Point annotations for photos
++++++

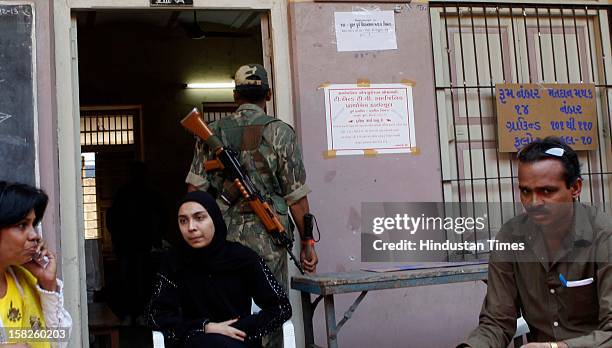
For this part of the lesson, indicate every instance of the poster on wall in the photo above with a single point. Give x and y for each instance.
(365, 31)
(527, 112)
(377, 118)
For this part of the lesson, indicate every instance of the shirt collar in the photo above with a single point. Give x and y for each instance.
(581, 233)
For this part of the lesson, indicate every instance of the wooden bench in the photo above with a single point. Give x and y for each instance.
(103, 322)
(328, 284)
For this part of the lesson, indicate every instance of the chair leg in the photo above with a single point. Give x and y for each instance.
(518, 342)
(115, 339)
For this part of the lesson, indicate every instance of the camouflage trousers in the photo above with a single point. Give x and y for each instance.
(250, 232)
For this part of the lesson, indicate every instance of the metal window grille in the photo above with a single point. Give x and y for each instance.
(90, 206)
(477, 45)
(110, 137)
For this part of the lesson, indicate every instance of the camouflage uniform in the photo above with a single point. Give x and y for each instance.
(269, 152)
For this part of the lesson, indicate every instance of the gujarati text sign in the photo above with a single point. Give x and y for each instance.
(376, 117)
(527, 112)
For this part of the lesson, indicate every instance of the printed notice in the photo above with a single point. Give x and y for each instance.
(378, 117)
(527, 112)
(365, 31)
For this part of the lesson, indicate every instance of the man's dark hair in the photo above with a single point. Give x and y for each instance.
(540, 150)
(252, 94)
(17, 200)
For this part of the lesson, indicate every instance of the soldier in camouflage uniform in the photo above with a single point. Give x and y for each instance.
(269, 152)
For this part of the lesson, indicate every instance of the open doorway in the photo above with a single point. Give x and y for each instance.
(138, 63)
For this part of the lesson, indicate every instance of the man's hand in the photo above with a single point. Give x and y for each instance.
(544, 345)
(308, 258)
(226, 329)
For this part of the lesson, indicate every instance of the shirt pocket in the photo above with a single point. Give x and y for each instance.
(580, 303)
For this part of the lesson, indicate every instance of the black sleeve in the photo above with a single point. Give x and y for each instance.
(164, 312)
(269, 295)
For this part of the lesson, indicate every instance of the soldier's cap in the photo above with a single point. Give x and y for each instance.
(251, 76)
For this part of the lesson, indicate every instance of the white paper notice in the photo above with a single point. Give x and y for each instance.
(365, 31)
(379, 117)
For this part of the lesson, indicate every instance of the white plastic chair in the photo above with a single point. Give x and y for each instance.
(288, 332)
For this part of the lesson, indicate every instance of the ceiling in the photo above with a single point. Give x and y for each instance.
(232, 19)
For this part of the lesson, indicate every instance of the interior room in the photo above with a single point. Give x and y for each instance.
(134, 71)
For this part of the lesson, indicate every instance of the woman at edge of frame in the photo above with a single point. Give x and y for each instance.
(203, 291)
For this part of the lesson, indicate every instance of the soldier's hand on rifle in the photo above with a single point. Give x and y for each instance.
(308, 257)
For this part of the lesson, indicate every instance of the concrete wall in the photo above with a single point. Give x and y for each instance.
(435, 316)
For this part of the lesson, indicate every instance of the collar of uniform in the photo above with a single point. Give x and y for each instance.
(248, 106)
(583, 229)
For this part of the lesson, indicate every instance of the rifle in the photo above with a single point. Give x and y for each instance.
(227, 160)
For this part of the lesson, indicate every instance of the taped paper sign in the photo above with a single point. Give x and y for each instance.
(365, 31)
(526, 112)
(361, 119)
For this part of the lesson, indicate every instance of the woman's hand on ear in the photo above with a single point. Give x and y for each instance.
(225, 328)
(46, 275)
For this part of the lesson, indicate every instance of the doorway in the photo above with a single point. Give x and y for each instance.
(136, 65)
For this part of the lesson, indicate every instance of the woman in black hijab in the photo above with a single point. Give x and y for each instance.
(202, 295)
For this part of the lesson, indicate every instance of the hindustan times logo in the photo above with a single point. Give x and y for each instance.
(411, 224)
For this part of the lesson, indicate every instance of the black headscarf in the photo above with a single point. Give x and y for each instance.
(220, 255)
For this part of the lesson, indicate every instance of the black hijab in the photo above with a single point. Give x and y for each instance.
(220, 255)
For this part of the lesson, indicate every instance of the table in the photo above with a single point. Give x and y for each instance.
(328, 284)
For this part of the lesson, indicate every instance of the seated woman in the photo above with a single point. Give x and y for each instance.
(202, 295)
(30, 294)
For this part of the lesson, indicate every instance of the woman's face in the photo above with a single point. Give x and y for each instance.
(18, 242)
(196, 225)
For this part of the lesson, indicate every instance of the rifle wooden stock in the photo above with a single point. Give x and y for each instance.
(194, 123)
(263, 210)
(211, 165)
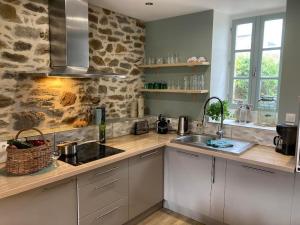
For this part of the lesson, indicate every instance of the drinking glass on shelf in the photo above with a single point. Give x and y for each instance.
(202, 81)
(159, 60)
(176, 58)
(178, 86)
(186, 83)
(55, 156)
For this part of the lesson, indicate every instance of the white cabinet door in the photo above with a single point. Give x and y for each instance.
(188, 183)
(255, 195)
(145, 181)
(296, 202)
(218, 190)
(52, 204)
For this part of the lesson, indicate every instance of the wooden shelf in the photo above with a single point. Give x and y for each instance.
(174, 91)
(174, 65)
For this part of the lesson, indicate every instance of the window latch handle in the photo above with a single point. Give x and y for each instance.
(254, 72)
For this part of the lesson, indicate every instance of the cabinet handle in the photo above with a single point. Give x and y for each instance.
(213, 170)
(109, 212)
(149, 154)
(107, 171)
(105, 185)
(57, 185)
(189, 154)
(258, 170)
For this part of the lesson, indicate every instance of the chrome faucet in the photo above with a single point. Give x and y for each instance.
(220, 131)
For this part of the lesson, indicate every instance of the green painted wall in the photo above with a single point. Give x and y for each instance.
(290, 84)
(188, 35)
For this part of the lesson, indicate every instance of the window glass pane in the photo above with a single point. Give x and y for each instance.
(243, 36)
(242, 64)
(240, 91)
(273, 33)
(270, 63)
(268, 88)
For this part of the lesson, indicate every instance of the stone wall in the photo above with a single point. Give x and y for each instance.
(116, 44)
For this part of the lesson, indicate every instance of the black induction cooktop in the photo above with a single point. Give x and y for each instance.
(89, 152)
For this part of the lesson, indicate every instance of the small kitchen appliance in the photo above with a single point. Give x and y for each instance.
(162, 125)
(141, 127)
(183, 125)
(286, 141)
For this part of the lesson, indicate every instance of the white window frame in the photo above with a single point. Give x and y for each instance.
(256, 56)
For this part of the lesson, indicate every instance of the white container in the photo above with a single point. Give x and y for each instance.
(141, 107)
(133, 109)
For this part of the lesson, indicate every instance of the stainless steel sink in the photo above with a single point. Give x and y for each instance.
(200, 141)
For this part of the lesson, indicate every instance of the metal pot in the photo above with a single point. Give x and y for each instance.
(67, 148)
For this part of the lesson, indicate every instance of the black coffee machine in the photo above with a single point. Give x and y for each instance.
(162, 125)
(286, 141)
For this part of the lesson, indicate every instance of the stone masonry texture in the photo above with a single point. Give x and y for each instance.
(116, 45)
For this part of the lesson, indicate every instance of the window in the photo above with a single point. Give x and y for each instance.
(256, 59)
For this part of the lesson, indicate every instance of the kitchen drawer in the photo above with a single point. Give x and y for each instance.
(100, 194)
(114, 214)
(102, 174)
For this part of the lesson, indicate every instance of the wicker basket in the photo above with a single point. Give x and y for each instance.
(30, 160)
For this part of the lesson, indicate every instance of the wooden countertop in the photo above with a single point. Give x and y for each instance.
(135, 145)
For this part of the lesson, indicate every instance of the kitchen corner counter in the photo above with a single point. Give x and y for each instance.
(135, 145)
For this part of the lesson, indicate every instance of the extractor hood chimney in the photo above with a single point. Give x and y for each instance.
(69, 40)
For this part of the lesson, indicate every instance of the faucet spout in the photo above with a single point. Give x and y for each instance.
(220, 131)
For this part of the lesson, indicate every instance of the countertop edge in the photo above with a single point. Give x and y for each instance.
(71, 171)
(232, 157)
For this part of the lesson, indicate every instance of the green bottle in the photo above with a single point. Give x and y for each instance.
(102, 124)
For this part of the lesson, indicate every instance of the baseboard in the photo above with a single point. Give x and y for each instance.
(145, 214)
(190, 213)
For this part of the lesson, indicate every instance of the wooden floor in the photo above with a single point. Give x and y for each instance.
(167, 217)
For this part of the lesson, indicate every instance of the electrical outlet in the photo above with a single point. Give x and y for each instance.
(290, 118)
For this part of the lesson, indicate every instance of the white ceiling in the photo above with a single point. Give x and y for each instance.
(169, 8)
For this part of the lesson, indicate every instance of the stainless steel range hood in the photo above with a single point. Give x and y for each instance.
(69, 40)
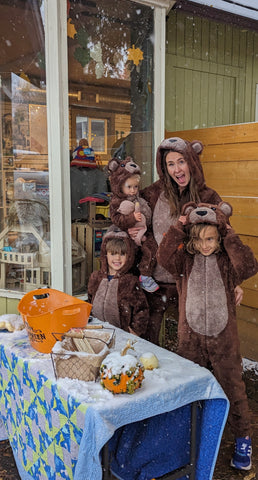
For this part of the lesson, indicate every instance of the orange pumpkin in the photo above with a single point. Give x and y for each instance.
(120, 373)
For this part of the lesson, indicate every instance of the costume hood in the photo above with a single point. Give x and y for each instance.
(119, 171)
(190, 151)
(115, 232)
(206, 213)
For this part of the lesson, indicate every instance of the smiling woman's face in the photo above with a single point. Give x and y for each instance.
(178, 169)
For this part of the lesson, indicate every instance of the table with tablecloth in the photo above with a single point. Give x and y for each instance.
(57, 428)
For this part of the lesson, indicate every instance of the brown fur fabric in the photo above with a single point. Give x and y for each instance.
(119, 171)
(207, 329)
(121, 300)
(162, 218)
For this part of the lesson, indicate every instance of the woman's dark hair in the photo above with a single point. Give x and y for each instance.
(171, 189)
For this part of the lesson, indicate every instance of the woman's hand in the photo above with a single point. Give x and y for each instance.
(133, 232)
(239, 293)
(138, 216)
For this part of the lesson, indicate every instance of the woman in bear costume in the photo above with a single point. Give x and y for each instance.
(118, 299)
(181, 180)
(208, 260)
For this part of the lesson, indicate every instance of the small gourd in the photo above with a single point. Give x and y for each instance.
(121, 372)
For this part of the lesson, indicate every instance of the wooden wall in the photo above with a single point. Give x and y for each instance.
(211, 72)
(230, 163)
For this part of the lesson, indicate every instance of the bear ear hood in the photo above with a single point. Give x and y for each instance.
(115, 232)
(118, 171)
(207, 213)
(191, 152)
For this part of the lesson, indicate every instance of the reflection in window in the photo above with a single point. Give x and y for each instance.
(24, 182)
(95, 130)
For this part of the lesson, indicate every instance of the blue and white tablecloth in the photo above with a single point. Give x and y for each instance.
(57, 428)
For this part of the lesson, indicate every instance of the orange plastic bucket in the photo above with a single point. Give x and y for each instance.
(46, 311)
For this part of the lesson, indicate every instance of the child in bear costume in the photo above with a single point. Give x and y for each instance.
(166, 198)
(208, 260)
(115, 292)
(129, 211)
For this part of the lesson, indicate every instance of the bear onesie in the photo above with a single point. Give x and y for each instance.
(122, 208)
(119, 301)
(207, 327)
(162, 219)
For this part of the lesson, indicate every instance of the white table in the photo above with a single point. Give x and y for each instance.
(57, 429)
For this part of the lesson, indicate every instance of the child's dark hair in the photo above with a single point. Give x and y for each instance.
(194, 236)
(116, 245)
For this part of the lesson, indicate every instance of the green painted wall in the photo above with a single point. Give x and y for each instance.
(211, 73)
(8, 305)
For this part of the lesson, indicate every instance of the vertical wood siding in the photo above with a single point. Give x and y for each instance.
(230, 164)
(211, 73)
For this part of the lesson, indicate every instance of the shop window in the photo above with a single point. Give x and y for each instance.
(95, 130)
(110, 68)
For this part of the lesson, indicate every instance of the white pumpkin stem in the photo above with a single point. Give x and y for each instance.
(127, 347)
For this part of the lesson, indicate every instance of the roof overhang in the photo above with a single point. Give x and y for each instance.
(244, 8)
(167, 4)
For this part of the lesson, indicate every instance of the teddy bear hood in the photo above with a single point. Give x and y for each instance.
(190, 151)
(115, 232)
(119, 171)
(206, 213)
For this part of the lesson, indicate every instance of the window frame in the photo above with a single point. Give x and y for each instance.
(58, 126)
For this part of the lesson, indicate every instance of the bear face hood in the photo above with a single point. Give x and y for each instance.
(115, 232)
(206, 213)
(118, 171)
(190, 151)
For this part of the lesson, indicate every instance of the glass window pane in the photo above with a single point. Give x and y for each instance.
(110, 60)
(98, 135)
(24, 182)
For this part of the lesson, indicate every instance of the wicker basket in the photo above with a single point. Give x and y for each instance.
(71, 363)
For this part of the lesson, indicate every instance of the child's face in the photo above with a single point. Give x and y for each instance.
(207, 242)
(131, 186)
(115, 261)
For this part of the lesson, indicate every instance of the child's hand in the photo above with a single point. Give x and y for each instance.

++++++

Exercise aim =
Every line from the one containing "of the glass" through the last line of the entries must be written out verbatim, and no other line.

Solution =
For this part of the lesson, indicate every instance of the glass window pane in the photo above with a single point. Give x and y for each instance.
(110, 60)
(98, 135)
(24, 182)
For this part of the lesson, indicate every instance of the wicker basket in the photo above with a single point. Give x and y for each instance.
(71, 363)
For this part of the lesson, indicate every instance of the child's face in the photo above with a single point. Give x and y for each instance.
(207, 242)
(131, 186)
(115, 261)
For this part of the lesson, indicate every instance of the child's hand in the photo above with a single point. Give x and y for each instance.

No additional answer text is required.